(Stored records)

★ ★ ★

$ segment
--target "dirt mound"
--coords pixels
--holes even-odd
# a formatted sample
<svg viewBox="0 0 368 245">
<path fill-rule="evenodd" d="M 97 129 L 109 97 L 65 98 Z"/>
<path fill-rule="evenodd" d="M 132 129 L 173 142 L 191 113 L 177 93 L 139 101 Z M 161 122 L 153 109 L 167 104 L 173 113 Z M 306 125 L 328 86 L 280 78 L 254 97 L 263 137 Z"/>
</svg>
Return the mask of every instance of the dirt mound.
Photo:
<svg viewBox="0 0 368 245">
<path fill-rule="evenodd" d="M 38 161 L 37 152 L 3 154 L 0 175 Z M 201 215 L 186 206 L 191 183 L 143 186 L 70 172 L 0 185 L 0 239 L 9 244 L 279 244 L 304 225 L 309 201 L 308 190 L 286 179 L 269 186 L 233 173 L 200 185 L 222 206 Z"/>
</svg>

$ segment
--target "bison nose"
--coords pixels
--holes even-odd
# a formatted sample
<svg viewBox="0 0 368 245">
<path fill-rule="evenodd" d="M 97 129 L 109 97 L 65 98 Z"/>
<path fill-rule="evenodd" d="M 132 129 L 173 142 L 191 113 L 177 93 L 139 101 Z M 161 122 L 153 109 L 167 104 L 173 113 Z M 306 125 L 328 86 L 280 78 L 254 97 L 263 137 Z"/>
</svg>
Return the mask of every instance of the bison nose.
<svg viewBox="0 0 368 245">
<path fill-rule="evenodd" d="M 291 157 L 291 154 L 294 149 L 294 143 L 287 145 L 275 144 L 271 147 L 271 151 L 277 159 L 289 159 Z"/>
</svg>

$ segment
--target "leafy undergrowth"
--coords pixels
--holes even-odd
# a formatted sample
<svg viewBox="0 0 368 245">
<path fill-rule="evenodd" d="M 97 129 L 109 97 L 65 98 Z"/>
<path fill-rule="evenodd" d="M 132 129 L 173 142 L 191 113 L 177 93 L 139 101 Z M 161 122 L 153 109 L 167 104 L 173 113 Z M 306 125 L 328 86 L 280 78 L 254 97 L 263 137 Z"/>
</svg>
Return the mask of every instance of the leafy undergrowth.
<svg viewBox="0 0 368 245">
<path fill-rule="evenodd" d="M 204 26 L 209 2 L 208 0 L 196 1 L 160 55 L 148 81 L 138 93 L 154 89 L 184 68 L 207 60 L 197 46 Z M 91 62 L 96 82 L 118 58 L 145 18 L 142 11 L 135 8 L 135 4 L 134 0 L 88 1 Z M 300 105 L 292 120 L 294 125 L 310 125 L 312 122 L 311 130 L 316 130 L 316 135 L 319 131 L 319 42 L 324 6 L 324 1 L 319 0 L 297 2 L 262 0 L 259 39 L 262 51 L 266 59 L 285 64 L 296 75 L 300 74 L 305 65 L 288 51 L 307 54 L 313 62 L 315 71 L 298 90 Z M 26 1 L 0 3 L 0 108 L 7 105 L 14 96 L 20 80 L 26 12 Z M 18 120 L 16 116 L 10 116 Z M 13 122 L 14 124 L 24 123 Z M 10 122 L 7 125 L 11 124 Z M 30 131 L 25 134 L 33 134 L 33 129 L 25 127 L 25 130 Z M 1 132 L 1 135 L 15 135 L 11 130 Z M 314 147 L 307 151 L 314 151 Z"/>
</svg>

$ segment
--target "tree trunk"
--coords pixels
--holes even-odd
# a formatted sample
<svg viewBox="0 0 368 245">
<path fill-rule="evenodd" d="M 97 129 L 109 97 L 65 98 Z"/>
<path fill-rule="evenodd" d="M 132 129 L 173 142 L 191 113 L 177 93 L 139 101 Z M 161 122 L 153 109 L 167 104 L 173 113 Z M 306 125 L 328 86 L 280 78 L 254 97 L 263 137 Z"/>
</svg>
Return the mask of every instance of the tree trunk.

★ ★ ★

SET PROBLEM:
Pull out every line of the records above that contains the string "dirt".

EXERCISE ANSWER:
--target "dirt mound"
Return the mask of every instance of the dirt mound.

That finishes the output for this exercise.